┌──

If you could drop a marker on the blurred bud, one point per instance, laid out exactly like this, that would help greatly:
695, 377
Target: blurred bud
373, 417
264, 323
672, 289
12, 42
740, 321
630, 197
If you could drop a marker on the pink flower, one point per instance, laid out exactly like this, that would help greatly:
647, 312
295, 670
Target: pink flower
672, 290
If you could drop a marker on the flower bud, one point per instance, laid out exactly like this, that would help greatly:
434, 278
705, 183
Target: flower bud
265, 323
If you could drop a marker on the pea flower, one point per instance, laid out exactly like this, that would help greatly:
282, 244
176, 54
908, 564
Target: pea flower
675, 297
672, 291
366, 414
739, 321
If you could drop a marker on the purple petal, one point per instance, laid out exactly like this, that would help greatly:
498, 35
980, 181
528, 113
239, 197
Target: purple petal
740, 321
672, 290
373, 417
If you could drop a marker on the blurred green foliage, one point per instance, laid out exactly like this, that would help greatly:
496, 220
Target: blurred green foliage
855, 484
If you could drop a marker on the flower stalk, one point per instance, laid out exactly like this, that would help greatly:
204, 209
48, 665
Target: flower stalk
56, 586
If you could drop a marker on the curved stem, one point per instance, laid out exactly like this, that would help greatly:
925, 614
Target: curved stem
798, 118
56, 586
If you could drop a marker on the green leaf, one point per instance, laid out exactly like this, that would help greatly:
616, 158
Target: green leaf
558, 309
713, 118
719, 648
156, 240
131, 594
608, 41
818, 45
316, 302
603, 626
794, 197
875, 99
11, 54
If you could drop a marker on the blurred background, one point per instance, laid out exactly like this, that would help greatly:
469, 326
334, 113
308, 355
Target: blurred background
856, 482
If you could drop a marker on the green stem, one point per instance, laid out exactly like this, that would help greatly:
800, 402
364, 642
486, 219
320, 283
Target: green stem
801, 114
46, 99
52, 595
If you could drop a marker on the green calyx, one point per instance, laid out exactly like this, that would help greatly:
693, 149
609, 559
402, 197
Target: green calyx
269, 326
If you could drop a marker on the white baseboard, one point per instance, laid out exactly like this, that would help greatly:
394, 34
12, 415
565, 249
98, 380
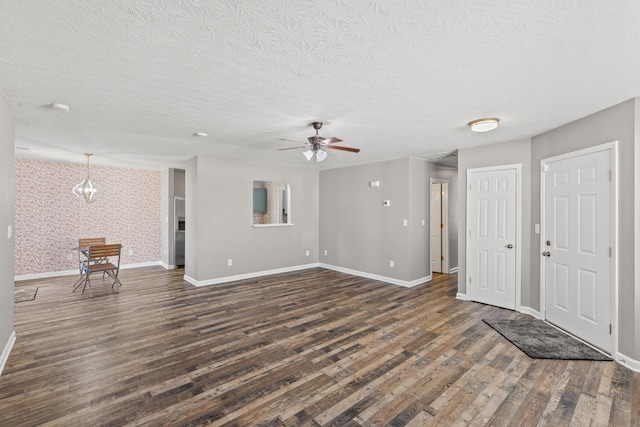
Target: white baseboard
628, 362
7, 349
75, 271
167, 266
391, 280
530, 311
226, 279
219, 280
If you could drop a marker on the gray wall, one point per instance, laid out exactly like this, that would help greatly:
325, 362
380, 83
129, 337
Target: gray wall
219, 214
360, 234
6, 221
166, 186
506, 153
617, 123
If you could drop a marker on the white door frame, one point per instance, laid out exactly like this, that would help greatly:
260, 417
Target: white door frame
518, 242
445, 220
613, 146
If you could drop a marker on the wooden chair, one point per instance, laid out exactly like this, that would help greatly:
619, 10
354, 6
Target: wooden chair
83, 245
96, 256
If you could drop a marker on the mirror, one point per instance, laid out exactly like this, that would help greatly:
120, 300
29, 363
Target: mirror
271, 203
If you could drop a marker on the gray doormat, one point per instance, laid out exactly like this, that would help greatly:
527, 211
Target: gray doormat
542, 341
24, 294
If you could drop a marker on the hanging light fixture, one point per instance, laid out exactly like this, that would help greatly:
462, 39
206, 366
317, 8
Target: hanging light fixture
87, 190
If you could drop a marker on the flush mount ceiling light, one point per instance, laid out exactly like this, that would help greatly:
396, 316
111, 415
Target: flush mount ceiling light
484, 125
60, 107
87, 190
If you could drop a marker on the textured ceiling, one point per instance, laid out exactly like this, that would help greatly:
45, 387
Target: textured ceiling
393, 78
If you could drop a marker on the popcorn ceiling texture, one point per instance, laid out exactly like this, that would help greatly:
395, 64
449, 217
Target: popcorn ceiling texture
49, 219
394, 78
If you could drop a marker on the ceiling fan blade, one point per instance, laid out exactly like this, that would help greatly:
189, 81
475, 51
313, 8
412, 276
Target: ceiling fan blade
292, 148
290, 140
339, 147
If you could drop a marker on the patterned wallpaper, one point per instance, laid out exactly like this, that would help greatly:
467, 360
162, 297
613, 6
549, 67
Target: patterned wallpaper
49, 219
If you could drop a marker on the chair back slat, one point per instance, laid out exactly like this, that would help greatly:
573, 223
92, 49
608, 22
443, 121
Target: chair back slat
90, 241
104, 251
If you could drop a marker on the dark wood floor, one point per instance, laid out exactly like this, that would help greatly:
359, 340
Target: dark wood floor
310, 348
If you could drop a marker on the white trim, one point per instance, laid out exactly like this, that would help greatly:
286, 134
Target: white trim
391, 280
226, 279
75, 271
219, 280
530, 311
167, 266
613, 147
628, 362
4, 356
518, 242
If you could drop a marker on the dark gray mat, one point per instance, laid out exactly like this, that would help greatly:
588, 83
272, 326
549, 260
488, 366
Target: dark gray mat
542, 341
24, 294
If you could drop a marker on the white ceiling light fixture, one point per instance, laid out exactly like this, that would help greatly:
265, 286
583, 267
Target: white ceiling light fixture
87, 190
60, 107
484, 125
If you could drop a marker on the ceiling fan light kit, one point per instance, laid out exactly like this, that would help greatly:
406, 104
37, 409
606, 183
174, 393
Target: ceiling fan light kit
316, 145
484, 125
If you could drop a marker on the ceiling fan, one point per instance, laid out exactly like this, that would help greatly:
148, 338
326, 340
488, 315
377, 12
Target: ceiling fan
317, 144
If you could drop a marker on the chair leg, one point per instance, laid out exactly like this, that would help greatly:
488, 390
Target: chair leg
88, 282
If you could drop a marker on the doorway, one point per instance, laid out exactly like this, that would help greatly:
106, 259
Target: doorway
493, 235
578, 241
439, 225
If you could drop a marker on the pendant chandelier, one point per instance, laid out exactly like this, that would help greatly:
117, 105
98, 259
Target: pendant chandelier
87, 190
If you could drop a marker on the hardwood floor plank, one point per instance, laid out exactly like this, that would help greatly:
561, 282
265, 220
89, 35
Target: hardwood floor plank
309, 348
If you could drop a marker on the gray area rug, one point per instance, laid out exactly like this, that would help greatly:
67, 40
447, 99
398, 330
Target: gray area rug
25, 294
542, 341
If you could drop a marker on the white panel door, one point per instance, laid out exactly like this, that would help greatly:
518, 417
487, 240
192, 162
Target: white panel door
491, 238
577, 246
436, 227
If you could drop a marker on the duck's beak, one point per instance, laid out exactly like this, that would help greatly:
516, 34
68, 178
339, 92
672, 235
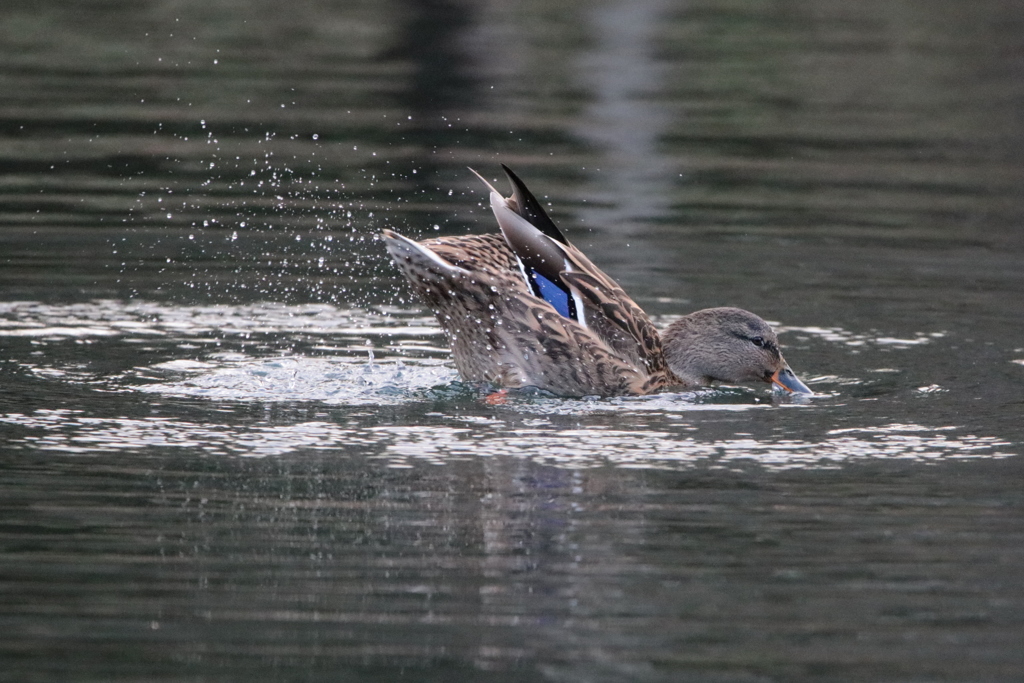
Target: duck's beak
785, 378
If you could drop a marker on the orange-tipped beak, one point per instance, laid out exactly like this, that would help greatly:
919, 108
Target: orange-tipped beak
784, 378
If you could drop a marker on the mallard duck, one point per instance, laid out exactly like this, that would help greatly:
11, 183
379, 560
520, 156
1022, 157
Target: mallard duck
525, 308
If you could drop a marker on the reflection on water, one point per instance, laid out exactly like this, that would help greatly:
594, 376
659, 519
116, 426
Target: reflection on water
542, 441
231, 446
247, 353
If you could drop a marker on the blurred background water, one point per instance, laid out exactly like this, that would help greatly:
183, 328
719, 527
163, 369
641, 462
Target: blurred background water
232, 444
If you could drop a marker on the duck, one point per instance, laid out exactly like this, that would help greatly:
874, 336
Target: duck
523, 307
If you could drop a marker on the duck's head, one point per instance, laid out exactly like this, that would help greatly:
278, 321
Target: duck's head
729, 345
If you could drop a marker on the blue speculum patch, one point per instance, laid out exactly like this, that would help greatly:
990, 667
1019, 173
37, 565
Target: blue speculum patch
554, 294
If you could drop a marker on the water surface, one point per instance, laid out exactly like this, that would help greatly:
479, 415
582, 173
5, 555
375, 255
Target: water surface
233, 445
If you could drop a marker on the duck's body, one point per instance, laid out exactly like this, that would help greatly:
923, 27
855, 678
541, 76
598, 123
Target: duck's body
527, 308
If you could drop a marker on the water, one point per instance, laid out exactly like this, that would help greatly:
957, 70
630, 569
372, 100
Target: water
232, 444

└──

[SHORT PROBLEM] Reproduce as a numbered list the lines of the records from the line containing "If you could drop a marker on the blue" through the final line of the records, both ends included and blank lines omitted.

[IN RESPONSE]
1. If you could drop a marker on the blue speculum patch, one point per instance, laid out exactly like this, that would help greatly:
2. 990, 667
3. 1019, 173
4. 37, 565
5. Target: blue speculum patch
6. 554, 294
7. If you could drop a marker on the water surface, one point per instance, laid out exactly like this, that would help greatly:
8. 479, 415
9. 582, 173
10. 5, 555
11. 375, 255
12. Target: water surface
13. 233, 445
14. If you could drop a marker on the duck's body, one point per instance, laid out exactly like this, that would help greatly:
15. 923, 27
16. 855, 678
17. 541, 76
18. 598, 123
19. Target: duck's body
20. 527, 308
21. If you could drop a marker on the water, one point per instance, laid out exactly like this, that would help greatly:
22. 957, 70
23. 630, 569
24. 372, 100
25. Target: water
26. 232, 444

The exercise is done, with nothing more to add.